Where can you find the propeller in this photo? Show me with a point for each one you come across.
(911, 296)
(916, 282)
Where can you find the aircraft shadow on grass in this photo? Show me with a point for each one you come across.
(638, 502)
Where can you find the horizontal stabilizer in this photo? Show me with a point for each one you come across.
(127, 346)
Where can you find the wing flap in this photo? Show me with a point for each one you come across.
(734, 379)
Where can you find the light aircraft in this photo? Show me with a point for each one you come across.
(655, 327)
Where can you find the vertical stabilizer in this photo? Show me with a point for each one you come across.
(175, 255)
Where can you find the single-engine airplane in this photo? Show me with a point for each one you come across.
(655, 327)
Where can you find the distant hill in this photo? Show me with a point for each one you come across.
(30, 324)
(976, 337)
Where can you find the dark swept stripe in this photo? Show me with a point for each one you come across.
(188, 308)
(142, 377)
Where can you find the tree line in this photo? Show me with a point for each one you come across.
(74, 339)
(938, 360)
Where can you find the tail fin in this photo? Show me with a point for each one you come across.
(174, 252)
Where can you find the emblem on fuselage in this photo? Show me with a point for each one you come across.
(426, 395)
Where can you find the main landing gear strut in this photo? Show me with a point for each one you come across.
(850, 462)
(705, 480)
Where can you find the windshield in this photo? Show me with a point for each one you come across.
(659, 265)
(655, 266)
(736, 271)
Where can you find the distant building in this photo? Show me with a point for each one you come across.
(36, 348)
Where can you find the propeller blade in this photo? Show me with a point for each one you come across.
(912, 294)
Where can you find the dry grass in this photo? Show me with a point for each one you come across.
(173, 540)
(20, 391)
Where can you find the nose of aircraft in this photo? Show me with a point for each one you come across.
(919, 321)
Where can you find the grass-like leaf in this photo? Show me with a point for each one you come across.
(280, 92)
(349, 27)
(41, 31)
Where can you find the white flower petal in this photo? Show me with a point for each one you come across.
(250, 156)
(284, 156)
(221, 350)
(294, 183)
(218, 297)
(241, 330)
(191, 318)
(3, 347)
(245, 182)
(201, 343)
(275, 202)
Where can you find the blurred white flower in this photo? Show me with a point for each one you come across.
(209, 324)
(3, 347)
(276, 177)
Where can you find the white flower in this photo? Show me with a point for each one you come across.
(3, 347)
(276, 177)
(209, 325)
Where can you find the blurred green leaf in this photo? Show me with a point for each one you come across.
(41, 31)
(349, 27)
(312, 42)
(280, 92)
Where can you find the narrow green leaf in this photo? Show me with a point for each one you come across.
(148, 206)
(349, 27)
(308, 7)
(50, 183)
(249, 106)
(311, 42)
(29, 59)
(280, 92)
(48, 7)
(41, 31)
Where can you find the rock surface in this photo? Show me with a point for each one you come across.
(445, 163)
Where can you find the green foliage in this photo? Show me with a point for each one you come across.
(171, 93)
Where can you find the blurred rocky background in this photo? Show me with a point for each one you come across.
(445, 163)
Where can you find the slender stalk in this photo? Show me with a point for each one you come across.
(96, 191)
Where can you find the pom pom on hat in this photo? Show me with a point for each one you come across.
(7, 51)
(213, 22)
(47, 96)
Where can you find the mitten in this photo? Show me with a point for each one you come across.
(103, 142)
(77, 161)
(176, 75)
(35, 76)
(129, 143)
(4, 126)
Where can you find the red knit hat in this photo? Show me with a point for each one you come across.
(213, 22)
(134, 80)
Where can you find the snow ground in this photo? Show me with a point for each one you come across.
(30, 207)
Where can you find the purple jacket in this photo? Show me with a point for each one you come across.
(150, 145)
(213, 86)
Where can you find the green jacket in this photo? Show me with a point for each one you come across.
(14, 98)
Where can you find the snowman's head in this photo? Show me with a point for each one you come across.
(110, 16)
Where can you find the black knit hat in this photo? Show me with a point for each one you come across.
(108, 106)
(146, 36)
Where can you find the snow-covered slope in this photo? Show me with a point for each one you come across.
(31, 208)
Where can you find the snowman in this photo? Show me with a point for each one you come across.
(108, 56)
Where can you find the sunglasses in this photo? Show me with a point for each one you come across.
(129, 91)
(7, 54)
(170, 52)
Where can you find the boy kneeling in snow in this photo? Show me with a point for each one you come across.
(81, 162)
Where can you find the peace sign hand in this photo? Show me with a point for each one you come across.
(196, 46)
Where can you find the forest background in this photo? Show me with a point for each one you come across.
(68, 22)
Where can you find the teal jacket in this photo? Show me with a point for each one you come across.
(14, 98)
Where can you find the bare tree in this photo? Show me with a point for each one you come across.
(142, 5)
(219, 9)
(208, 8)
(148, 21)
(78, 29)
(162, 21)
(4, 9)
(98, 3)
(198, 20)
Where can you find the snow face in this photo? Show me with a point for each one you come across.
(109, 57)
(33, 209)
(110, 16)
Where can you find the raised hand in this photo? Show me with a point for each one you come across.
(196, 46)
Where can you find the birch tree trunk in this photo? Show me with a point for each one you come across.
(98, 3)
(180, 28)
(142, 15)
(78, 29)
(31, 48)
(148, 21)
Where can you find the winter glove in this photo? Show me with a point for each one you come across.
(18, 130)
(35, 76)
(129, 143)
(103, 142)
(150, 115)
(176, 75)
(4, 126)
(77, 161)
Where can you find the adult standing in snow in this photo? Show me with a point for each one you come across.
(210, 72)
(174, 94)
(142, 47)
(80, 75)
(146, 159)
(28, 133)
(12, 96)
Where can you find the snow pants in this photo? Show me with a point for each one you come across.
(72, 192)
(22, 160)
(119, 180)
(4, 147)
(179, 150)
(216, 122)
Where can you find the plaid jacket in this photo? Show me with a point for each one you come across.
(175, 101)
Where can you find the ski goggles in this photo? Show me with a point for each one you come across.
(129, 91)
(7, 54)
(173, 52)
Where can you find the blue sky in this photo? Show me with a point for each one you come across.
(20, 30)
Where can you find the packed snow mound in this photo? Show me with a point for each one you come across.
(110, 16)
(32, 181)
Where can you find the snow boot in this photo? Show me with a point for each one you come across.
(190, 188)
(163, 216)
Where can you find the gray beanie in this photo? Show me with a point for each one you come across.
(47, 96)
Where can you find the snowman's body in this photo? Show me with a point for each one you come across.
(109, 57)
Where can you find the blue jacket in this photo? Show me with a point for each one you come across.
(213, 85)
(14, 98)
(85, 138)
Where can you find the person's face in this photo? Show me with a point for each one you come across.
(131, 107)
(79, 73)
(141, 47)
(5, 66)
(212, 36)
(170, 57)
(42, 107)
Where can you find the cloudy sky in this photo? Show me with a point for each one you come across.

## TASK OBJECTIVE
Using the data above, output each line exactly.

## FINISHED EXERCISE
Where can you find the propeller in this photo? Show me with a point for each one you come across.
(911, 296)
(916, 282)
Where can you find the aircraft shadow on grass in this photo? Show me with a point for each one you come across.
(638, 502)
Where can you find the horizontal stabilizer in this photo? Show me with a point for each one you come across.
(127, 346)
Where can you find the wing flap in this photo? Show me with a point for each one you come across.
(734, 379)
Where can you find the light aircraft in this photo? Show me with a point for each one you come across.
(655, 327)
Where can you find the vertical stabilizer in this photo? Show me with a point for each one you come across.
(175, 255)
Where can you find the single-engine airplane in this photo? Show me with a point for each one you come across.
(655, 327)
Where can you find the distant hill in this photo? Show me with a point for each one you come across.
(30, 324)
(976, 337)
Where can you find the dark swept stripe in this photo? Show me with a point for each one you come across.
(188, 308)
(142, 377)
Where can you find the tree line in this photo? Show me with a point for each one you come across.
(74, 339)
(938, 360)
Where can you find the tail fin in this photo? Show me with a point for each one you come across.
(174, 252)
Where can you find the emblem on fuselage in this photo? Show me with a point for each one you come across.
(426, 395)
Where can you find the main landing gear strut in this photo? Show me with a point for each one you come across.
(850, 462)
(705, 480)
Where can you find the windshield in this photo? Show me with a point for each one you come across.
(659, 265)
(655, 266)
(736, 271)
Where can you find the distant building in this photo? Show me with a point for each one you come across.
(36, 348)
Where can you find the propeller blade in this photo? Show me with a point for each one you come across.
(912, 294)
Where can you find the dry grass in this photo? Show me with a point for each one you come across.
(173, 540)
(20, 391)
Where can you find the nose of aircraft in this photo? Show me with a point for each one you come across.
(919, 321)
Where can you find the grass-like leaf in this photo? Show me with a point for each one you come across.
(280, 92)
(349, 27)
(41, 31)
Where can you find the white flower petal in this photo? Show me with a point for each one you come across.
(250, 156)
(284, 156)
(221, 350)
(294, 183)
(218, 297)
(241, 330)
(191, 318)
(3, 347)
(245, 182)
(201, 343)
(275, 202)
Where can you find the blurred white flower in this photo? Show me with a point for each one you come across.
(209, 324)
(3, 347)
(276, 177)
Where can you find the white flower in this photo? Show me with a point for each one you come across.
(3, 347)
(276, 177)
(209, 325)
Where can you find the blurred green leaf in this photo? Show me with a point for each one you come across.
(41, 31)
(349, 27)
(312, 42)
(280, 92)
Where can you find the narrow green leaf in this photo? Show me with a point for each one you come across.
(148, 206)
(349, 27)
(308, 7)
(50, 183)
(249, 106)
(311, 42)
(29, 59)
(280, 92)
(48, 7)
(41, 31)
Where can you find the rock surface in this photo? Show me with a point for each one you come across.
(445, 163)
Where can you find the green foliage in this photo? Show me with a point for each one you come across.
(171, 93)
Where can you find the blurred rocky background in this photo? Show me with a point for each one you come across.
(445, 163)
Where can you find the slender stalk in this photo? Show me with a point for each one you come across.
(96, 191)
Where can you find the pom pom on hat in this photo? Show me with a point for each one you come across.
(7, 51)
(213, 22)
(47, 96)
Where can you find the mitten in this photo? Show me with a point for each one you come across.
(103, 142)
(77, 161)
(176, 75)
(35, 76)
(129, 143)
(4, 126)
Where can you find the red knit hat in this photo? Show me with a point for each one you come across.
(213, 22)
(134, 80)
Where can you find the snow ground in this photo? Show me with a point for each one you come across.
(30, 207)
Where can you find the purple jacket in this photo? Show me with a point for each one you come across.
(150, 145)
(213, 86)
Where can you find the green jacket in this photo? Show me with a point for each one you come across.
(14, 98)
Where can you find the snowman's head in this photo? Show me with a point for each one you come across.
(110, 16)
Where can you find the black knit hat in this photo? Show me with a point for each one you come across.
(108, 106)
(146, 36)
Where can you find the snow-covered slope in this photo? Show me with a point for each one you come across.
(31, 208)
Where can you find the snowman in this photo? Show me with a point for each one you come across.
(108, 56)
Where can you find the sunglasses in this photo? Show me with a point for each one you come across.
(129, 91)
(7, 54)
(170, 52)
Where can you find the boy kneeling in snow in this photo? Show me with a point for each one you come across.
(81, 162)
Where can you find the peace sign hand in this photo? Show me with a point for each one you come across.
(196, 46)
Where can you find the forest background in this photo? Show me with a point for each one you come across.
(68, 22)
Where can you find the teal jacket in this photo? Show me with a point for each one you come across.
(14, 98)
Where can you find the bare tree in this photo? Show me with a point for each one you come across.
(142, 5)
(219, 9)
(208, 8)
(148, 21)
(78, 29)
(162, 21)
(4, 9)
(98, 3)
(198, 20)
Where can you find the snow face in this photo? Show me with a point for each one you come across.
(109, 57)
(33, 209)
(110, 16)
Where can you find the raised hand in this photo? Show me with a point for each one you come across.
(196, 46)
Where can you find the birch tree trunk in this photo? Show me with a point for each one you come across.
(98, 3)
(180, 28)
(142, 15)
(78, 29)
(31, 48)
(148, 21)
Where can you find the winter glove in this photo? Show me with a point for each one you come across.
(18, 130)
(35, 76)
(129, 143)
(103, 142)
(150, 115)
(176, 75)
(4, 126)
(77, 161)
Where can you find the adult standing in snow in this photo? Show me with a point for each one you come across.
(210, 72)
(174, 94)
(142, 47)
(80, 75)
(146, 159)
(28, 133)
(12, 96)
Where can you find the snow pants in this photo? Show me with a point for each one you come across.
(72, 192)
(22, 160)
(119, 180)
(4, 147)
(179, 150)
(216, 122)
Where can you find the plaid jacket in this photo? Show me with a point for each one you come across.
(175, 101)
Where can you find the ski goggles in this photo? Show me with a point for each one you come across.
(129, 91)
(7, 54)
(173, 52)
Where can you find the blue sky in this photo? Show me with a point for each one you come across.
(20, 30)
Where can you find the packed snow mound in this photo? Show me with a point for each one you come across.
(110, 16)
(32, 181)
Where can you find the snow boot in this photo? Show me with a point for each one you come across.
(190, 188)
(163, 216)
Where can you find the gray beanie in this photo? Show me with a point for each one you come across.
(47, 96)
Where can you find the snowman's body in this photo? Show me with a point for each one you come across.
(109, 57)
Where can you find the blue jacket in this photo? Show me with a point for each one you come across.
(213, 85)
(14, 98)
(85, 138)
Where can you find the person's face in this photo? Show me with a point for each one you come across.
(131, 107)
(79, 73)
(141, 47)
(5, 66)
(212, 36)
(170, 57)
(42, 107)
Where can you find the cloudy sky in this photo? Show me with a point for each one you come across.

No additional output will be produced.